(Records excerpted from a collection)
******
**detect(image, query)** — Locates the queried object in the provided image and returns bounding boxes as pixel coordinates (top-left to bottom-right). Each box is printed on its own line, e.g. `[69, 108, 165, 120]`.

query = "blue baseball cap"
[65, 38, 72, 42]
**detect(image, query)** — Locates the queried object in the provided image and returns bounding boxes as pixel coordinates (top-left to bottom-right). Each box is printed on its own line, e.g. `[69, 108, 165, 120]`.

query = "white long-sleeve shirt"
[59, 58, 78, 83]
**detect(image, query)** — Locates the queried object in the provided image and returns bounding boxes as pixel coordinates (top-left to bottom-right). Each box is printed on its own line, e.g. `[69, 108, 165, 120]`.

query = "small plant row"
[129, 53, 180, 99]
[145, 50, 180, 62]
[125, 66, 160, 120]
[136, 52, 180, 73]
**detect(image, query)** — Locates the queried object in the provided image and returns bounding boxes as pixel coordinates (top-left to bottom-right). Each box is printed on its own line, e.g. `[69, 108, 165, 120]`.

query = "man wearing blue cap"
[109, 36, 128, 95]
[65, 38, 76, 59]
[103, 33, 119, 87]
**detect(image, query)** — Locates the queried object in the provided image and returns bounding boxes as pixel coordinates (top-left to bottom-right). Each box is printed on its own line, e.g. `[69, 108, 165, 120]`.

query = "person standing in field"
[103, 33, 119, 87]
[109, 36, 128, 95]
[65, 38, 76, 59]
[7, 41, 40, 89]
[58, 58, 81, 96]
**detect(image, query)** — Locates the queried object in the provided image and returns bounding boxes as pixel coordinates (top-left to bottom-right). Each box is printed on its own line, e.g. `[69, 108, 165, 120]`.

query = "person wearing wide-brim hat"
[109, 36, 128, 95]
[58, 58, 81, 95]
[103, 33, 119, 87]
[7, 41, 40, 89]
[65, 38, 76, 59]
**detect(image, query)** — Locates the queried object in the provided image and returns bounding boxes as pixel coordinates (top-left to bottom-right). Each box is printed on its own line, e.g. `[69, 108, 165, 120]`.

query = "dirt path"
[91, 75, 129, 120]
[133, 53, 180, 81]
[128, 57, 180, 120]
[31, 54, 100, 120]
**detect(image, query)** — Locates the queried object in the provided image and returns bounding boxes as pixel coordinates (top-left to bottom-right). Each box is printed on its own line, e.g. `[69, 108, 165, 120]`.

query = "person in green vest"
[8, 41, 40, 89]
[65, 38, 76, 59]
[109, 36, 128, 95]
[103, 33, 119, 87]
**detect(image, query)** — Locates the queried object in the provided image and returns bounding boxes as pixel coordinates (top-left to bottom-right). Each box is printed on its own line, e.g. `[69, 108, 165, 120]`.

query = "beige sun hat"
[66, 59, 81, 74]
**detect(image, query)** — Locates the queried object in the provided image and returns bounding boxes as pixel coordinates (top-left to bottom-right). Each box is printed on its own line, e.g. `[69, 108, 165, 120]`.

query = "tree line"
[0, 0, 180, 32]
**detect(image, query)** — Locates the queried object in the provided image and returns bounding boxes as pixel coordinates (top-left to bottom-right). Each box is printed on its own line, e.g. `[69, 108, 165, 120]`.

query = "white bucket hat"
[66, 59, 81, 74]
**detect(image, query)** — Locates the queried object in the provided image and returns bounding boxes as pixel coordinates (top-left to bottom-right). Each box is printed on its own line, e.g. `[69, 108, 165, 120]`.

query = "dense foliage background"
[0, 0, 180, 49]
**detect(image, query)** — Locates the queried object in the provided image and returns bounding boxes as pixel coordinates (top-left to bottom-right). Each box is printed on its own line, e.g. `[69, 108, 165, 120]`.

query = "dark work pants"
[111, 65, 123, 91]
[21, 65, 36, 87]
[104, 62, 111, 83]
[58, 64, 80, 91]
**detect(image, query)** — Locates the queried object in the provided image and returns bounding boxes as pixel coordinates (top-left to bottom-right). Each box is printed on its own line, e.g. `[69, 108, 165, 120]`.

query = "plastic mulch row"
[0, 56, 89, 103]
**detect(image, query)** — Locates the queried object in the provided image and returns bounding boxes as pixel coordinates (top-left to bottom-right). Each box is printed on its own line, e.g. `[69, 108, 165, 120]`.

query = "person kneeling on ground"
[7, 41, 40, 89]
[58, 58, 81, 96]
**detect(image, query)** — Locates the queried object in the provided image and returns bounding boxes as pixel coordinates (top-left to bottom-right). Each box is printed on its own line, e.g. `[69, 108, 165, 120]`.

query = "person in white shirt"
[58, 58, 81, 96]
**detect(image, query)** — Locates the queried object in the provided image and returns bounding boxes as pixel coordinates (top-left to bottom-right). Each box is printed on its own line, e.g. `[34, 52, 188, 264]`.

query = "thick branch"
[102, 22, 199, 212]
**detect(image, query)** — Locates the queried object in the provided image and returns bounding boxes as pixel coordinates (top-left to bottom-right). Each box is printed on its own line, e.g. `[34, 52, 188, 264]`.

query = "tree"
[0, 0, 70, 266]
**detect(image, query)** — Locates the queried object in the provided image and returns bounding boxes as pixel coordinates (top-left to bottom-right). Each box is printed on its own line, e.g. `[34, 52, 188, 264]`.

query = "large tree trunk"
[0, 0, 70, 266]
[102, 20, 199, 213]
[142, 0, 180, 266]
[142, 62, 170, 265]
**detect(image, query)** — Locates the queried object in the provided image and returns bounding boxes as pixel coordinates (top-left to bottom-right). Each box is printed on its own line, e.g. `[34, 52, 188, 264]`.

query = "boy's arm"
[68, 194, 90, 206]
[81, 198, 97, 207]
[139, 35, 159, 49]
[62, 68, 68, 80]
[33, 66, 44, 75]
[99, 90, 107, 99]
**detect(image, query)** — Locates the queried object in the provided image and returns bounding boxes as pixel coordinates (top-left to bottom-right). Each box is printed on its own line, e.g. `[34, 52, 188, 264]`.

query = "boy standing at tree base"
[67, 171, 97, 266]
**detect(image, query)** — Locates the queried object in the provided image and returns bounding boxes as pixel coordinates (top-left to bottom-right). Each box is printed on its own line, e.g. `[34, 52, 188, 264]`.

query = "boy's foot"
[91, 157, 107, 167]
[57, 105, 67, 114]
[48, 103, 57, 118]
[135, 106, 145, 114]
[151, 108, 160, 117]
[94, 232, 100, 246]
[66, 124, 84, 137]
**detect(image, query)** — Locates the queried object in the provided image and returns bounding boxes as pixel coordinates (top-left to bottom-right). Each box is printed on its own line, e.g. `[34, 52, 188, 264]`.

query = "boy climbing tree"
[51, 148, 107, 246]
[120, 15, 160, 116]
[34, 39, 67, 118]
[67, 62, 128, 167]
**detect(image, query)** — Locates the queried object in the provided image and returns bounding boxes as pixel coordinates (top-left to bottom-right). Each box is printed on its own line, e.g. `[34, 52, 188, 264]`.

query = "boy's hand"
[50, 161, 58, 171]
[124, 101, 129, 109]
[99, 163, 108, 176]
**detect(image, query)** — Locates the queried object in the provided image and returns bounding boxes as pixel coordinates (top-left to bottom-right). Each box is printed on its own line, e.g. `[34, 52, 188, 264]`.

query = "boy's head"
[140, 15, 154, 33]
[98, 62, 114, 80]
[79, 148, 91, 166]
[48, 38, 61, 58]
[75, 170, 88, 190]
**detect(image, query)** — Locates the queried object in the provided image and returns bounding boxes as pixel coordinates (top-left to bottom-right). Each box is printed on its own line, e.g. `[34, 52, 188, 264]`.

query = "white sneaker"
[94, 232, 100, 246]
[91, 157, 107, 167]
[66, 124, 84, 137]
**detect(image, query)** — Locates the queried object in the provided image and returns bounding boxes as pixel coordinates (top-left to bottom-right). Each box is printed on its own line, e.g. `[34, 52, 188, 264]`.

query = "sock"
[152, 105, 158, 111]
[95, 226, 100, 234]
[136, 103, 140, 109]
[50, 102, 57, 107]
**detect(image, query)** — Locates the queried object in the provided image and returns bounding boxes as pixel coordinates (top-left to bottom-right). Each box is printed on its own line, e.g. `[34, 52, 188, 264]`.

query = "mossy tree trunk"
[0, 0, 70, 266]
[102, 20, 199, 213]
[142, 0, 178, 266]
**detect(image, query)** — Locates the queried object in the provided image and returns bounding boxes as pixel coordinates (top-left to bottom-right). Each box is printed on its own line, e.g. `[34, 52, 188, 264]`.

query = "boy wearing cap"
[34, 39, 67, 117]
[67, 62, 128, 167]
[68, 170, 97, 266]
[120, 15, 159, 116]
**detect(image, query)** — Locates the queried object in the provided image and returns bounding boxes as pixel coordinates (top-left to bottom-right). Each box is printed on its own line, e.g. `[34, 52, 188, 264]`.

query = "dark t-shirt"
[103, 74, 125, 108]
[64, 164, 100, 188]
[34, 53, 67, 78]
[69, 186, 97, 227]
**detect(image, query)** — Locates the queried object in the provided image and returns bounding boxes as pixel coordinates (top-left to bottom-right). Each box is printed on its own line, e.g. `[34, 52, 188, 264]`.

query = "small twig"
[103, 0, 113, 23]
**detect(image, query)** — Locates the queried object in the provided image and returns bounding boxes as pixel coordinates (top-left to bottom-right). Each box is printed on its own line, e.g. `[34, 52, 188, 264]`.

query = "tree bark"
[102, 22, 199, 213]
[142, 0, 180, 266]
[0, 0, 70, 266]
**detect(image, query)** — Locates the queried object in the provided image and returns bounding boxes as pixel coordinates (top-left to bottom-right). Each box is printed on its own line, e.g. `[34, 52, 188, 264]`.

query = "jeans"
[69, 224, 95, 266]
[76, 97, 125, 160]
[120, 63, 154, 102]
******
→ TASK DESCRIPTION
Can you reproduce word for word everything from the start of the records above down to and including the line containing "[65, 38, 72, 42]"?

→ EXERCISE ANSWER
**detect(image, query)** — Locates the queried object in the provided image and returns bounding boxes as pixel coordinates (top-left to bottom-right). Each box is printed on its own line, e.g. `[69, 108, 165, 120]`.

query = "blue baseball cap"
[65, 38, 72, 42]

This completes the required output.